Give the entries again, word for word.
((
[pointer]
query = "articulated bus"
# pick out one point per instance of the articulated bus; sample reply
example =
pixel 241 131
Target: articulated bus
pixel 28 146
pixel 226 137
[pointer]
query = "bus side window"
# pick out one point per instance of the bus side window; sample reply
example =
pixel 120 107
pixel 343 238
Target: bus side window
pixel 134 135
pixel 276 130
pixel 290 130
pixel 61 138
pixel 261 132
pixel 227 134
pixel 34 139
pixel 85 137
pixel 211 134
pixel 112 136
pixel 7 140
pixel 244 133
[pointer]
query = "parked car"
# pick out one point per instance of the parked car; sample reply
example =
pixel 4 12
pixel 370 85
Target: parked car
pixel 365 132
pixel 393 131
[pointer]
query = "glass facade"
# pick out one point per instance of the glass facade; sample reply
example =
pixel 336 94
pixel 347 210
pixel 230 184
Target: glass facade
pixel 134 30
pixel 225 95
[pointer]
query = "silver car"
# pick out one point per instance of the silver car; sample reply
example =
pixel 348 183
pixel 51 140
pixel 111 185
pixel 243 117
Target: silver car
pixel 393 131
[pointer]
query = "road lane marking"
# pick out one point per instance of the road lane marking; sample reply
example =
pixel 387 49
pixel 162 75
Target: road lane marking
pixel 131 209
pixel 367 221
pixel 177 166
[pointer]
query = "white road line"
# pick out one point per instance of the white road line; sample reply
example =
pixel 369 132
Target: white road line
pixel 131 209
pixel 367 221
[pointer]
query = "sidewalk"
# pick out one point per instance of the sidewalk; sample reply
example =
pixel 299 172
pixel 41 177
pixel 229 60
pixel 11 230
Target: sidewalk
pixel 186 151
))
**Completed exercise:**
[pointer]
query = "articulated bus"
# pick out one point per instance of the articulated bus; sample reply
example =
pixel 241 131
Target: articulated bus
pixel 28 146
pixel 226 137
[pointer]
query = "bus side window"
# pick out one point per instance of the bus side window; sample reply
example =
pixel 120 107
pixel 343 238
Target: bus side window
pixel 134 135
pixel 276 130
pixel 290 130
pixel 61 138
pixel 261 132
pixel 227 134
pixel 34 139
pixel 85 137
pixel 211 134
pixel 112 136
pixel 7 140
pixel 244 133
[pointer]
query = "parked car"
# pick out one point per instance of the parked car; sample reply
example =
pixel 4 12
pixel 370 85
Target: parked car
pixel 365 132
pixel 393 131
[pointer]
query = "glass facade"
# pick out one point per instance of the glass facade; sample reply
example =
pixel 336 94
pixel 347 210
pixel 230 184
Target: glass facade
pixel 134 30
pixel 225 95
[pointer]
query = "silver car"
# pick out one point per instance of the silver car; sample reply
example =
pixel 348 183
pixel 51 140
pixel 111 185
pixel 243 117
Target: silver car
pixel 393 131
[pointer]
query = "road lane marking"
# pick out one point per instance of the road lane marking; sample reply
example =
pixel 387 49
pixel 162 75
Target: road lane marking
pixel 131 209
pixel 367 221
pixel 177 166
[pointer]
query = "white road line"
# pick out one point per instance of the white road line; sample reply
example =
pixel 369 132
Target: white road line
pixel 131 209
pixel 367 221
[pointer]
query = "sidewalk"
# pick out one point per instance of the sidewalk; sample reply
example =
pixel 299 172
pixel 41 177
pixel 229 60
pixel 11 230
Target: sidewalk
pixel 186 151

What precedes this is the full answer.